* _Required work_
Return every line of the material below that contains the word "black".

··· Material to process ···

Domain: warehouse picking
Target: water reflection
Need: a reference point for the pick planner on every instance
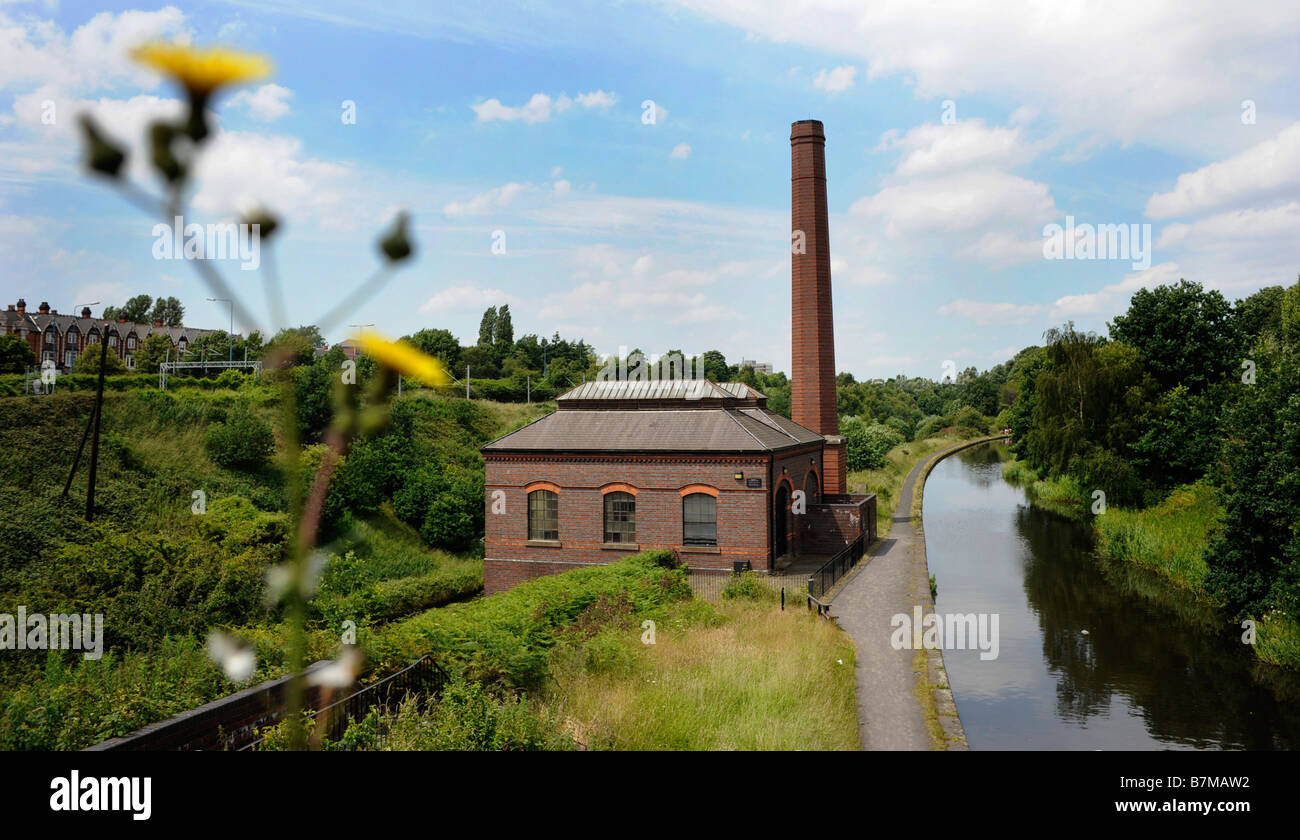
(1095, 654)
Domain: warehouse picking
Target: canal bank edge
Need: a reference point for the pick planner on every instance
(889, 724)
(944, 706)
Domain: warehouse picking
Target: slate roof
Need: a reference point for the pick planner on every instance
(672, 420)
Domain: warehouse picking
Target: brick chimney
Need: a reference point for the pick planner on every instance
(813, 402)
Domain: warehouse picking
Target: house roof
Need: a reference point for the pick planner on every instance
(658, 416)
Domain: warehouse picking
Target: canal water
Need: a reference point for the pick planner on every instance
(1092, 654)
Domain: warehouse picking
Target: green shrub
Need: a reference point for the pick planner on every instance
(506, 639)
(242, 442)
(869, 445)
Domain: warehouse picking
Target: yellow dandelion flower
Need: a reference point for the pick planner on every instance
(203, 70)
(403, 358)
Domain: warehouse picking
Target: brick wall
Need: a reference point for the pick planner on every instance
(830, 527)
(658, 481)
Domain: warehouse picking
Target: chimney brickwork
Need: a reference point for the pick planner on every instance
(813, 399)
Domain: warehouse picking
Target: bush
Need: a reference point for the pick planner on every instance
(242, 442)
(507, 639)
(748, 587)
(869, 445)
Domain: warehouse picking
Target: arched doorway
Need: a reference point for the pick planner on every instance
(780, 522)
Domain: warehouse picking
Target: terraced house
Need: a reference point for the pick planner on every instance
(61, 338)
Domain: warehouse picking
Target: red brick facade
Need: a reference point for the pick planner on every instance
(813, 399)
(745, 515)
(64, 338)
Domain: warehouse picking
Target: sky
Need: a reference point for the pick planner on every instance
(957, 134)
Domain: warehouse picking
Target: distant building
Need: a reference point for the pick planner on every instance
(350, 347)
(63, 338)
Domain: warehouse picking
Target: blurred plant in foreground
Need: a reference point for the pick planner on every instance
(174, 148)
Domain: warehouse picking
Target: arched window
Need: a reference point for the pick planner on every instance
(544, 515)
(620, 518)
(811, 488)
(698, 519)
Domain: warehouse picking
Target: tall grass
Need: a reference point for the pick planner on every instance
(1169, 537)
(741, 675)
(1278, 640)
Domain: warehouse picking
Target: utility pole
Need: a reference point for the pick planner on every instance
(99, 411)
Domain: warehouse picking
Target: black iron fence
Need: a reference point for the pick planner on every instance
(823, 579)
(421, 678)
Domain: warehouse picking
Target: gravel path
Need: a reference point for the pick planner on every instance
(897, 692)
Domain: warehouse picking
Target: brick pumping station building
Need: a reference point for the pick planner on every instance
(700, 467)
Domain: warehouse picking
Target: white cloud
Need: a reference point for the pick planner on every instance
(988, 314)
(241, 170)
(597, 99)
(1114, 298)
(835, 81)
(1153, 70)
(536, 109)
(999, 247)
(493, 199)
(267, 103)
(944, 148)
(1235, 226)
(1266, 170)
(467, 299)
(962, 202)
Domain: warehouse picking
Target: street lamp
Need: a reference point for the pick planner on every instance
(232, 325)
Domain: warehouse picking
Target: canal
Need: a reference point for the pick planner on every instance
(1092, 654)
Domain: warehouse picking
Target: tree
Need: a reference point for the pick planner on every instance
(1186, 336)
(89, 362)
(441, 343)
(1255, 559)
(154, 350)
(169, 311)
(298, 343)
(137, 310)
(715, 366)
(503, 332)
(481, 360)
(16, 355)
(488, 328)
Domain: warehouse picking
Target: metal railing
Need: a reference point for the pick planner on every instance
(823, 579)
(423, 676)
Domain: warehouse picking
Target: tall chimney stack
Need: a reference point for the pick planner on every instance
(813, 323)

···
··· Material to process ···

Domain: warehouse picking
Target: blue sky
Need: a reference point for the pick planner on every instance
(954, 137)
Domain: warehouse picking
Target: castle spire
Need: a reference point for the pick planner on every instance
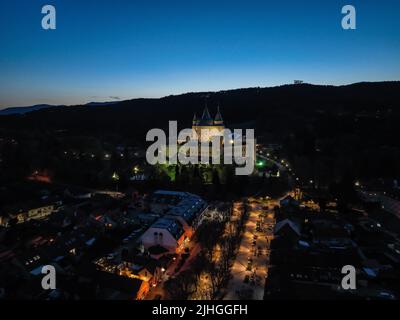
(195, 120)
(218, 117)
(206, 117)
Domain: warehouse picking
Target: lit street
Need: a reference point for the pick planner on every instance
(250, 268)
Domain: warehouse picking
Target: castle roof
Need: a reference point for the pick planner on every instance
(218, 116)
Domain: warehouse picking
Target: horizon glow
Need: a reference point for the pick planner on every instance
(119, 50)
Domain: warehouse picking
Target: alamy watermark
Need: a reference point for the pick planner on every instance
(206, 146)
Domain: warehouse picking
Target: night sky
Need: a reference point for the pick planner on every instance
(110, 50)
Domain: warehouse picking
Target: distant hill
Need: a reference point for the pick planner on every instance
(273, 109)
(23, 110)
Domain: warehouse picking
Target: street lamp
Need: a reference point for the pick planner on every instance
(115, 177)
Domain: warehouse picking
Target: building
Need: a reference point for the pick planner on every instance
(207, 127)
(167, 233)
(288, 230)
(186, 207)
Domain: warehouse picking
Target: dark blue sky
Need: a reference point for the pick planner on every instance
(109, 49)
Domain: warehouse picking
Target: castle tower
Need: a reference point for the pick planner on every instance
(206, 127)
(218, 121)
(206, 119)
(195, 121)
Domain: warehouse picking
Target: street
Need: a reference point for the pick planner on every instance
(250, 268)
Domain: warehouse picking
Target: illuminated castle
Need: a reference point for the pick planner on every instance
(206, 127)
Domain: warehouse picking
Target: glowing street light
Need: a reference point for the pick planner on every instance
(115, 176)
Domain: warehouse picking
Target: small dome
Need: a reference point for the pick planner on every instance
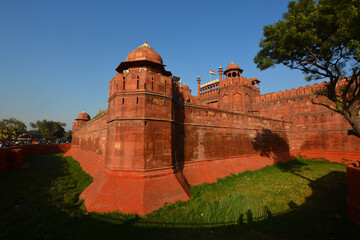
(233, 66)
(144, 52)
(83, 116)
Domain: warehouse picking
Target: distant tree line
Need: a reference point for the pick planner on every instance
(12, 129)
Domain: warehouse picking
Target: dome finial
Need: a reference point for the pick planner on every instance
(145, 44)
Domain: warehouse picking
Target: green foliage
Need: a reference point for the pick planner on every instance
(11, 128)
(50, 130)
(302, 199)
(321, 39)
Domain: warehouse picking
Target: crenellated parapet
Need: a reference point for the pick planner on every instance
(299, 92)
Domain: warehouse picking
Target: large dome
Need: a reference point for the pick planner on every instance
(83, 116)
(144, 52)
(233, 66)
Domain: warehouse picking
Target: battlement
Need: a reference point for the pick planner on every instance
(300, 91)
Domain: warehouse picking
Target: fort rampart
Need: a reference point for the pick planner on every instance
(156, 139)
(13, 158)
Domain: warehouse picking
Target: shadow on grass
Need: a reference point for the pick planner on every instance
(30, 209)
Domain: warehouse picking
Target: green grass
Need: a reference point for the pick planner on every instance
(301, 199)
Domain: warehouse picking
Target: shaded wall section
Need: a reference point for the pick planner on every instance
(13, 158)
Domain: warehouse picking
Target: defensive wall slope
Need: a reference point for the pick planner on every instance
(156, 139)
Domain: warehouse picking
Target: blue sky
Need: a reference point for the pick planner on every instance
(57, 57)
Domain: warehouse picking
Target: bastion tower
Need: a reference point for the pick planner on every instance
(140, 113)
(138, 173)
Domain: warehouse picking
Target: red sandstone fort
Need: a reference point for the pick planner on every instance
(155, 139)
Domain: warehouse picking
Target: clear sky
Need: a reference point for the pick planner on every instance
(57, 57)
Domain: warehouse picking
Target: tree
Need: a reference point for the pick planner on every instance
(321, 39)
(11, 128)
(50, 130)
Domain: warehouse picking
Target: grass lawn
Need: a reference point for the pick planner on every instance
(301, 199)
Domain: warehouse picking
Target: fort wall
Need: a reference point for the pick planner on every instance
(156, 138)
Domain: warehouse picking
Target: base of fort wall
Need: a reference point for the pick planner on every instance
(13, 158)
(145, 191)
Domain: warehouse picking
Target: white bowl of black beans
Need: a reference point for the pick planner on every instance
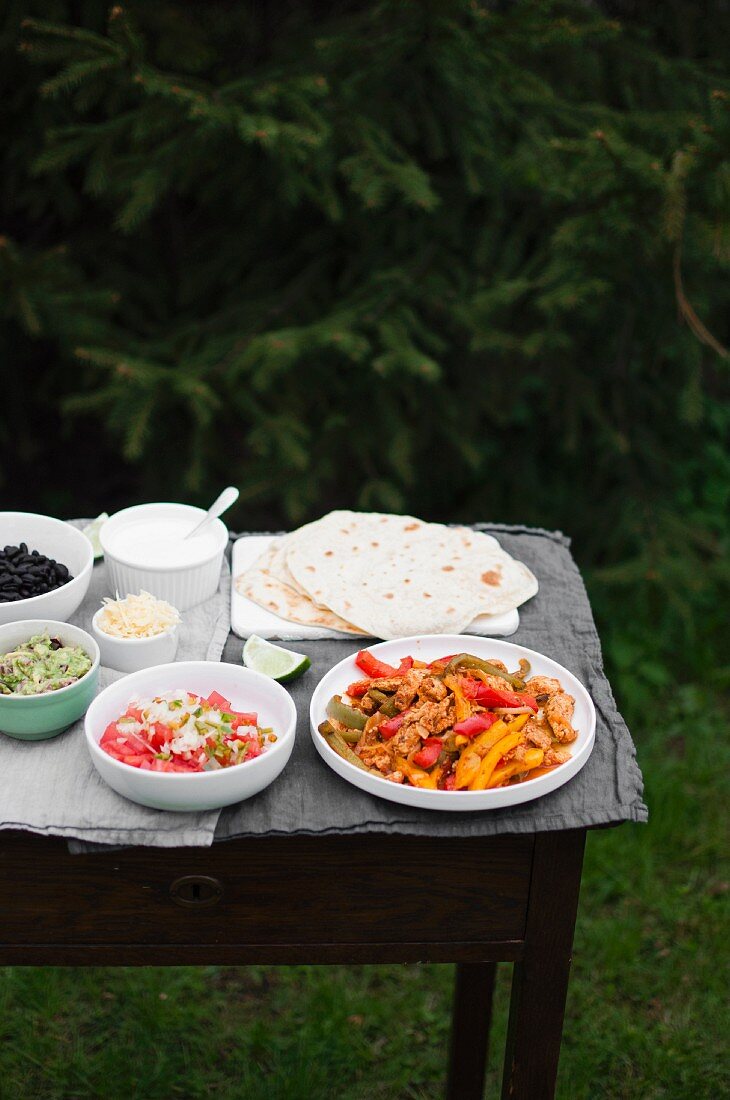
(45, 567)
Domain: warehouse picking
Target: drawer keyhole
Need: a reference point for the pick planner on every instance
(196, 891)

···

* _The response_
Target: black iron fence
Target: white bowl of black beans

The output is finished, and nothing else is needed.